Quoted passage section start
2782 words
14 minutes
AI Agent - An Overview
2025-11-12
2026-05-05

Overview of LLM Agents#

Before divining in deep theoretically and practically, it’s essential to grasp the handful of concepts that turn a “dumb” LLM (which just completes text) into an “agent” that can reason, plan, and act. An agent is not a single technology; it’s an architecture built around an LLM.

The core of this architecture is a reasoning loop. The most fundamental and important concept to learn here is ReAct (Reasoning and Acting). This idea, first published by Google researchers, is the foundation for almost every modern agent, including those in LlamaIndex and LangChain.

The ReAct loop works as follows:

  1. Thought: The agent is given a complex task (e.g., “What’s the weather in the capital of France, and who is the president of that country?”). The LLM’s first step is to think and create a plan. It will generate an internal monologue, like: “I need to solve this in two parts. First, find the capital of France. Second, find the president of France. Third, get the weather for that capital city. Fourth, combine the answers.”
Quoted passage section end
Problem:
Condense the paragraph of the AI agent overview above that begins "The core of this architecture" into a short bulleted list, keeping its main facts.
Supplied data section start
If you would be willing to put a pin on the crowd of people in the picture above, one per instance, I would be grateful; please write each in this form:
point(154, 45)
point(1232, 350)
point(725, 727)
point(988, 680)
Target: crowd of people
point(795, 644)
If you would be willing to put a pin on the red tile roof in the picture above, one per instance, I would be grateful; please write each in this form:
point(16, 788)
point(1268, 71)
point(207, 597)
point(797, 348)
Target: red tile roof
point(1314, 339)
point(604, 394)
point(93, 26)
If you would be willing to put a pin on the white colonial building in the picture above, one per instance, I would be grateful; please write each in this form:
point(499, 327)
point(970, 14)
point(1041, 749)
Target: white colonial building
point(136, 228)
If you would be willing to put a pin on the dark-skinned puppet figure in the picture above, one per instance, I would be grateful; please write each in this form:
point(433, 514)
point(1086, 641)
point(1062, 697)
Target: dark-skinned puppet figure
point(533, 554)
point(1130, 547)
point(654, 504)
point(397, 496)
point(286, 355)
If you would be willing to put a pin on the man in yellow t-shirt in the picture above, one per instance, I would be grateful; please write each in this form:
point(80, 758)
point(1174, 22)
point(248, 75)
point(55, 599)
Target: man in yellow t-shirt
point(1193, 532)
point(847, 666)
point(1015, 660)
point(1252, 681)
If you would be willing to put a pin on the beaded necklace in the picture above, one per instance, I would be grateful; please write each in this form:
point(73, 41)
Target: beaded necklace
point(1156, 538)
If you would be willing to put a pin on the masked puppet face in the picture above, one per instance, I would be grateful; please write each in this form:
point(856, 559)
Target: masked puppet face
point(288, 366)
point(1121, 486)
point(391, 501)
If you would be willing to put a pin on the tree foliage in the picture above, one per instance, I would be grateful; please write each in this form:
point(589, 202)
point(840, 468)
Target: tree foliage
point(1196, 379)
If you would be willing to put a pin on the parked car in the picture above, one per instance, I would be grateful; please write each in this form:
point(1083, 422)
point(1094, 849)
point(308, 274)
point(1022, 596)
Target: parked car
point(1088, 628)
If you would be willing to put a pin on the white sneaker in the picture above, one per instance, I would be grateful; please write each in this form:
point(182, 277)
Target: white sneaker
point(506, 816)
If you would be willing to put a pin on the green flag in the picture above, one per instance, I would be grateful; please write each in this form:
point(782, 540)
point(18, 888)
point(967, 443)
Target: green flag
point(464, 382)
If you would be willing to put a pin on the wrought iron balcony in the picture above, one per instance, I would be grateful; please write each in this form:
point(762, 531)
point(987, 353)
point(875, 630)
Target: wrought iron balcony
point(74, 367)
Supplied data section end
Task solution:
- The core of an agent's architecture is a reasoning loop.
- ReAct (Reasoning and Acting) is the most fundamental concept to learn.
- Google researchers first published the idea.
- It underlies almost every modern agent, including those in LlamaIndex and LangChain.